* Input records
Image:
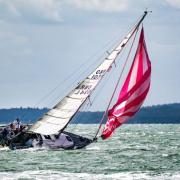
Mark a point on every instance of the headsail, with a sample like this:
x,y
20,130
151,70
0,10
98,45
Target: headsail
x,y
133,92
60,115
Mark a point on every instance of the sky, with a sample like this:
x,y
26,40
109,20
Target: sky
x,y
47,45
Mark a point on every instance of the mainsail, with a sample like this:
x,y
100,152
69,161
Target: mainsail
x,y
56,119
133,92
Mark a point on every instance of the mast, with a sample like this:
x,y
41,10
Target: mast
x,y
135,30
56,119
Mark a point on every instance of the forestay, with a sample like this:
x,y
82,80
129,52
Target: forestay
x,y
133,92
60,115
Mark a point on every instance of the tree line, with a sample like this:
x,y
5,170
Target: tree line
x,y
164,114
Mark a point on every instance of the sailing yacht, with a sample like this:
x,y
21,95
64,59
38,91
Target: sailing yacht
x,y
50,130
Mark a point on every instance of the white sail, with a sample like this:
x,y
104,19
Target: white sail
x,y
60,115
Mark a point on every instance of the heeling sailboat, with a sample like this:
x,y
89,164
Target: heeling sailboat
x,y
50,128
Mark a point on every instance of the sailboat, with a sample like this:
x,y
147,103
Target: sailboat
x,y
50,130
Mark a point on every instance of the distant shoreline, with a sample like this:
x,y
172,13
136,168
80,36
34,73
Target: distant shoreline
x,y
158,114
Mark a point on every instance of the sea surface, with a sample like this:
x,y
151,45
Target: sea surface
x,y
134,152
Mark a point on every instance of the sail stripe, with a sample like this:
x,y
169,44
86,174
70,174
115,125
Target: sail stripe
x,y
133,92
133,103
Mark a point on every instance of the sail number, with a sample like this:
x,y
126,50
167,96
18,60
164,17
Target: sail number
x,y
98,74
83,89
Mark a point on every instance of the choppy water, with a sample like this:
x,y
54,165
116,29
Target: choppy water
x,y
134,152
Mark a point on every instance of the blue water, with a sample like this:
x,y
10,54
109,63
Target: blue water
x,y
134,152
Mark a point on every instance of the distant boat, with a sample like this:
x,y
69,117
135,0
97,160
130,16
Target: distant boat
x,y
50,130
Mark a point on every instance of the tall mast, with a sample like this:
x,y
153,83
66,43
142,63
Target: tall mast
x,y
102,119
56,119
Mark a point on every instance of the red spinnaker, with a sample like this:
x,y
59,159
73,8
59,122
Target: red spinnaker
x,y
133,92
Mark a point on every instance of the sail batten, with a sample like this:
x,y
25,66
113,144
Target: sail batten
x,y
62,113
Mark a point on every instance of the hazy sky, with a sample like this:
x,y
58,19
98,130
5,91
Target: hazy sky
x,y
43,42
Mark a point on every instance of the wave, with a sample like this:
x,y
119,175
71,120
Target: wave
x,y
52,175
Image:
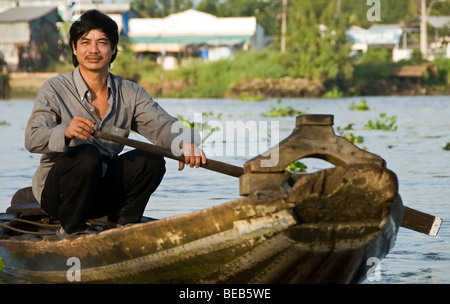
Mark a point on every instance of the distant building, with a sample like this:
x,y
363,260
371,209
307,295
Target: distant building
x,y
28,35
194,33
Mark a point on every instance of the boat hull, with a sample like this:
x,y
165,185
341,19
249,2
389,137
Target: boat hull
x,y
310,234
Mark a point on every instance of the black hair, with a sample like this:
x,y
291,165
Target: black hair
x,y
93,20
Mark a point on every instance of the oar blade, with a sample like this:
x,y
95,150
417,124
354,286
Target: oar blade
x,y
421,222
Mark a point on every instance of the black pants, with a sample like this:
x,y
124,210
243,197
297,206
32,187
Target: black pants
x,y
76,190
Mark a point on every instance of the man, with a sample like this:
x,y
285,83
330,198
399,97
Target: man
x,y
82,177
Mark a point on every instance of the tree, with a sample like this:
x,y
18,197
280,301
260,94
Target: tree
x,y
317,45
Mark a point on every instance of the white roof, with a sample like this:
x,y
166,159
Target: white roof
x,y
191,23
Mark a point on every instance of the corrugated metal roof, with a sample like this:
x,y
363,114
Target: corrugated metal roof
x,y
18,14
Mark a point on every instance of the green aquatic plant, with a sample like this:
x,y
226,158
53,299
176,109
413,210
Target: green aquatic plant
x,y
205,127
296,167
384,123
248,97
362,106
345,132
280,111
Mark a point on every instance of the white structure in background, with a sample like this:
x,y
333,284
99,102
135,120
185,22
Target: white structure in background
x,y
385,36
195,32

* What you need to do
Starting at the line with "Mark a point on every instance of the oar", copy every line up to and including the last one in the entries above.

* Reply
Mark a point on every instance of the oar blade, with a sample like this:
x,y
95,150
417,124
354,286
Target: oar blade
x,y
421,222
Mark a point on every instance of the black pants, with a sample like this:
x,y
124,210
243,197
297,206
32,187
Target: black pants
x,y
76,190
Mark a point on every instance of the man, with a sample like this:
x,y
285,83
330,198
399,97
Target: man
x,y
82,177
Mark a point on every instance of the tree, with a sample like this:
x,y
18,197
280,301
260,94
Target: tree
x,y
317,45
Mark a point on every instance of the white roof, with a sample like this:
x,y
166,159
Target: white roof
x,y
191,23
Mark a point on every instance of the corrugated metal roof, with a sample like this:
x,y
363,114
Target: corrugated metal roof
x,y
18,14
Mark a point on every instance of the green aquatic plant, with a sample like this:
x,y
226,158
53,299
176,109
413,210
Target: green aquatic plant
x,y
205,127
296,167
384,123
248,97
362,106
345,132
280,111
Mark a point on every instance of the white structure in background, with a sample like this:
x,y
333,284
99,102
135,120
185,22
Target: white structure in background
x,y
385,36
195,32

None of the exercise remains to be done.